DOCUMENT PASSAGE:
--- --- ---
Human milk oligosaccharide (HMO) is not just for babies anymore

Not only is the milk as a whole touted as exceptionally beneficial for babies, but there are little known components called human milk oligosaccharides (HMOs) that aid in surprising ways. These complex carbohydrates—most notably two in particular, fucosyllactose (2’-FL) and lacto-N-neotetraose (LNnT)— present in the breast milk of most nursing mothers aid in a healthy infant gastrointestinal system by feeding the beneficial bacteria, such as Bifidobacterium. This feeding, or prebiotic action, allows the good bacteria to multiply, which then aids in increased gut microbiota health by keeping infections, viruses, and inflammations at bay.

And for adults?

With the discovery of how beneficial these HMOs were to babies, thought turned to the possibility of HMOs assisting the general public stricken with an imbalanced gut microbiota. This imbalance is an overabundance of bad, or harmful, bacteria that can cause a variety of problems in adults, namely viruses, and bowel and metabolic issues; metabolic issues include obesity and diabetes.

Could HMOs to help adults? You bet it could, and it, in fact, did. HMOs are now available as dietary supplements and help adults every day by promoting happy gut microbiota aiding in a positive quality of life. Studies on adults helped this movement gain a foothold. 

In a prominent analysis, 2’-FL and/or LNnT were given to 100 adults for two weeks—the doses varied between 5, 10 or 20g. Scientists noted that in some of these healthy adults, the Bifidobacterium increased by more than 25 percent, while the bad guys, Firmicutes and Proteobacteria, were reduced. Studies indicate that low levels of Bifidobacterium have been reported in obese and diabetic people, as well as those who are taking antibiotics and those who suffer from a variety of inflammatory bowel diseases. In addition, the studies noted that the subjects taking daily doses of 2’-FL and LNnT, at the 20g level, had no issues with the dosage amount. All in all, this boost in the good bacteria indicated that these HMOs helped adults increase beneficial bacteria that could combat a variety of health issues.

A deeper look at how HMOs can help your gut

Let’s first talk about the nutshell. In ingesting HMOs, the beneficial Bifidobacterium numbers increase, overpowering the harmful bacteria and effectively eradicating the detrimental microbes from the gut microbiota. These harmful bacteria might cause small and large intestine inflammation, which leads to diarrhea, extreme stomach pain, fever, vomiting and headaches. While not common, it can also lead to complications such as Guillain-Barre syndrome and irritable bowel syndrome.
--- --- ---
INFORMATION:
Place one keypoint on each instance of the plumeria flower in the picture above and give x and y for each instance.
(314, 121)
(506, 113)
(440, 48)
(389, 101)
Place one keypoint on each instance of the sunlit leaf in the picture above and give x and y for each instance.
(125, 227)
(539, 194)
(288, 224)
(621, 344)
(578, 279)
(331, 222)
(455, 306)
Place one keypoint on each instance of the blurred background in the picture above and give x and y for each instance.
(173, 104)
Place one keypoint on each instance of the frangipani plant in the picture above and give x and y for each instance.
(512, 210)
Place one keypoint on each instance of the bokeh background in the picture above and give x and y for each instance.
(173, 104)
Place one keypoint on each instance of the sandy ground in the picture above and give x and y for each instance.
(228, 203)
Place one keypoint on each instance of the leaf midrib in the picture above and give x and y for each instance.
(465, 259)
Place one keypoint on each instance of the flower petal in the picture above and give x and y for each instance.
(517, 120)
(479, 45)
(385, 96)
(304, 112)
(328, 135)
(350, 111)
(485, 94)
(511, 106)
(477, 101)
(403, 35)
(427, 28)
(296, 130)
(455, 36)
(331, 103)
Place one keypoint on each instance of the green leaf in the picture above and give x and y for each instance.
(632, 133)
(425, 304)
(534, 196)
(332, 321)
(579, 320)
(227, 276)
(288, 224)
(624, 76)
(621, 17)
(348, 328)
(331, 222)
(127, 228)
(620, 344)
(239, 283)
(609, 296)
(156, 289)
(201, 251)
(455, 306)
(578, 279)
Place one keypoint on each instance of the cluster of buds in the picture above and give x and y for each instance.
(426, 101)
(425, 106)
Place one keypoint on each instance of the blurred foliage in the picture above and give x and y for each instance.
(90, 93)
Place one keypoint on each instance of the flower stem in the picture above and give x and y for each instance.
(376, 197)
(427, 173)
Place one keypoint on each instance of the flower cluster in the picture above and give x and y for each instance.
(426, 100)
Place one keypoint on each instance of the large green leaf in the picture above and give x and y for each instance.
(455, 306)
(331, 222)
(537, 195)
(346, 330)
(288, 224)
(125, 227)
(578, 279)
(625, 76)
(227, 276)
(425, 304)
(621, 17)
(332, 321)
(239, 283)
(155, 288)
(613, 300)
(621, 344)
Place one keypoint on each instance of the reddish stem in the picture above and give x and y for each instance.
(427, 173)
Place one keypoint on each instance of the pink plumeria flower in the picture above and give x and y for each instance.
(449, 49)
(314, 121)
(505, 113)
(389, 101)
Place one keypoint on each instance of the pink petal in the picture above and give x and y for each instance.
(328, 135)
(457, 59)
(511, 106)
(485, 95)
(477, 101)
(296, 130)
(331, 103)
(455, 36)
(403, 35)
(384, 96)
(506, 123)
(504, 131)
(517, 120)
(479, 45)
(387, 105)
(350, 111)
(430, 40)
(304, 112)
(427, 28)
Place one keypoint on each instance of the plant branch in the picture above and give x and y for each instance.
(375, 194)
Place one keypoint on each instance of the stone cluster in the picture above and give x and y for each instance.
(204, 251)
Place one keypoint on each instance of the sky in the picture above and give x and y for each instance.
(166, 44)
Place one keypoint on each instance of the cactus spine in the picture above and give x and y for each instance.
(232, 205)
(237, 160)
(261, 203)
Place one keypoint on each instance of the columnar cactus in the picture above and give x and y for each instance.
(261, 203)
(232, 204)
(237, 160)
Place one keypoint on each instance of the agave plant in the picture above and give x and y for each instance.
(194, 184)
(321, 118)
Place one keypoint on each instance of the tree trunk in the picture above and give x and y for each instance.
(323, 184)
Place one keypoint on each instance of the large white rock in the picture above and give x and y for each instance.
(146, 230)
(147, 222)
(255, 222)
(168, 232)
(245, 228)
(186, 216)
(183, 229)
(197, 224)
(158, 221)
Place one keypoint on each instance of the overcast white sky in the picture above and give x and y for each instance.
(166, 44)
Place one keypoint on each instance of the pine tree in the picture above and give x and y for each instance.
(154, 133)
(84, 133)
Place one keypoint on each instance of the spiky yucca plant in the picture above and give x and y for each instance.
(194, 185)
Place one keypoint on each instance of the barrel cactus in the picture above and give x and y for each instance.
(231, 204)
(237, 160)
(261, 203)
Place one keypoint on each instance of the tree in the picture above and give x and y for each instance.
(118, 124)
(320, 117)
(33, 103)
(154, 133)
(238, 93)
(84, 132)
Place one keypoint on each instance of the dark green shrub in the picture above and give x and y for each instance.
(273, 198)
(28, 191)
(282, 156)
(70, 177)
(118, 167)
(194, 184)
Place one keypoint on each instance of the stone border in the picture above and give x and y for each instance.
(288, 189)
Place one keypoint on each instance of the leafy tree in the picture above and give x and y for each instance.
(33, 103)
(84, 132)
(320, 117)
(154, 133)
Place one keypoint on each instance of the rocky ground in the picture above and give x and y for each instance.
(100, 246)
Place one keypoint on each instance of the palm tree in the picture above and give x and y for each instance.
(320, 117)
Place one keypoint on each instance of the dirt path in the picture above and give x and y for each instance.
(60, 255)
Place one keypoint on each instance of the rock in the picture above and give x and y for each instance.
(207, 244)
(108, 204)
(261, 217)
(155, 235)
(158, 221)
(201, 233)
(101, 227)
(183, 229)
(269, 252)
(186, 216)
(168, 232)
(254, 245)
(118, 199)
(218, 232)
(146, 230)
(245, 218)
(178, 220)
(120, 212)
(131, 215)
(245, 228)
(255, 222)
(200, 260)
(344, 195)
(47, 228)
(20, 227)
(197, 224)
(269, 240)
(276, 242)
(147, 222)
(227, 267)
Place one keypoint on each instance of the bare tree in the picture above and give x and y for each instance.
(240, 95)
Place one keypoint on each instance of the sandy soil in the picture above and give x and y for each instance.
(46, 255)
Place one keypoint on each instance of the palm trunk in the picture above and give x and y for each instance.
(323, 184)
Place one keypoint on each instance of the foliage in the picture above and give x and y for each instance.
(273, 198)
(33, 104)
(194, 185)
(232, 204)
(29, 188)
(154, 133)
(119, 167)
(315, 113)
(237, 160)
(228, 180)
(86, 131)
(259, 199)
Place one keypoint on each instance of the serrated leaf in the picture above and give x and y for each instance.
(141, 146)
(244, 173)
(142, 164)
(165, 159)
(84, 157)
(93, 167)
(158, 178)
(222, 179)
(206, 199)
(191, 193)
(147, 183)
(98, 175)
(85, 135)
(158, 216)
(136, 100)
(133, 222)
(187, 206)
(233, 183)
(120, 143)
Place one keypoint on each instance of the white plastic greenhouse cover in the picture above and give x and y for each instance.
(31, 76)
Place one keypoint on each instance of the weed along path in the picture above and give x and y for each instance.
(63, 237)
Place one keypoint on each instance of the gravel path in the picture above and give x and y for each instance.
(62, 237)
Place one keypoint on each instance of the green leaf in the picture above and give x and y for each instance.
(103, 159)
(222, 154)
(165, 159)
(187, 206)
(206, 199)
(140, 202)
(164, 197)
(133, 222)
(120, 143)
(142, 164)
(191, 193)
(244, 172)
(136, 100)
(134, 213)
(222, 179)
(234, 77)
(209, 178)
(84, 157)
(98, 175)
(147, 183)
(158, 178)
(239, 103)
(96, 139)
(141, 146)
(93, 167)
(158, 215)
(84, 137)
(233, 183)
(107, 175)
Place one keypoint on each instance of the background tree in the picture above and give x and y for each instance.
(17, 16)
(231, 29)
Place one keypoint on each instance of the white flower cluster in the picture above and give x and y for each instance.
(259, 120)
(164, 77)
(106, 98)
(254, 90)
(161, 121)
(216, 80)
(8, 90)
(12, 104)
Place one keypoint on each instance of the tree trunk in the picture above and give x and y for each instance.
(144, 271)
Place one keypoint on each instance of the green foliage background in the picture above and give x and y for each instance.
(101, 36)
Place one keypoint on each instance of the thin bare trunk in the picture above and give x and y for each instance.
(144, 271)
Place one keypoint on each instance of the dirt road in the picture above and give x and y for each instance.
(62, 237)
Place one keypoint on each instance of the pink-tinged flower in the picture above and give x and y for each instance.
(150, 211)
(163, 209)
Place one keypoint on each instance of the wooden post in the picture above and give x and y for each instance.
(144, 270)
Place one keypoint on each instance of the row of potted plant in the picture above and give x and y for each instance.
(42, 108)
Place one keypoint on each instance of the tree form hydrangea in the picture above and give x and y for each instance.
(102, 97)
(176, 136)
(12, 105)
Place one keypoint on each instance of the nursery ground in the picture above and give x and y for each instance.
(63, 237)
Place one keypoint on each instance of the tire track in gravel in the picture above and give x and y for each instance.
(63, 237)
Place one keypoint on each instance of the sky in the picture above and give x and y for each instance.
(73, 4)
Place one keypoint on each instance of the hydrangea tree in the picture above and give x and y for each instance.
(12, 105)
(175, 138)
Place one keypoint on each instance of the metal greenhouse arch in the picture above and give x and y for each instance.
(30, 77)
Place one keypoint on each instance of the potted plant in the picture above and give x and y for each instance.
--- --- ---
SET OF TASKS:
A – In the HMO article, for how long were the 100 adults in the prominent analysis given 2’-FL and/or LNnT?
B – Pick up the article on human milk oligosaccharides after its last sentence and keep writing.
The items aren't needed for this.

EXERCISE RESULTS:
A – Two weeks.

B –
While the two most studied HMOs are 2’-FL and LNnT, another HMO, Sialyllactose (3’-FL) is also gaining traction. It acts much the same way in that it inhibiting the bad germs.

Studies also indicate that HMOs have success in battling Entamoeba histolytica, (E. histolytica) a common parasite that hosts on nearly 50 million people worldwide with a death rate of 100,000 a year. It is largely transmitted through the fecal-oral route and hits areas of extreme climate change that have token resources. HMOs is an ideal preventative and therapeutic weapon against so many intestinal issues, including those mentioned here.

In addition, there are well over 100 HMOs, which open endless possibilities as to how these little-known carbohydrates previously known only to babies, can help adults battle agonizing and chronic gut issues, in addition to a multitude of other problems.

We all know that money talks and speaks volumes. DowDuPont invested $40 million to boost production of synthetic HMOs and its estimated that the adult supplement market could reach $1 billion in the future. This is a good sign that HMO adult supplements are here to stay, and the market will only grow as the benefits become more widely known.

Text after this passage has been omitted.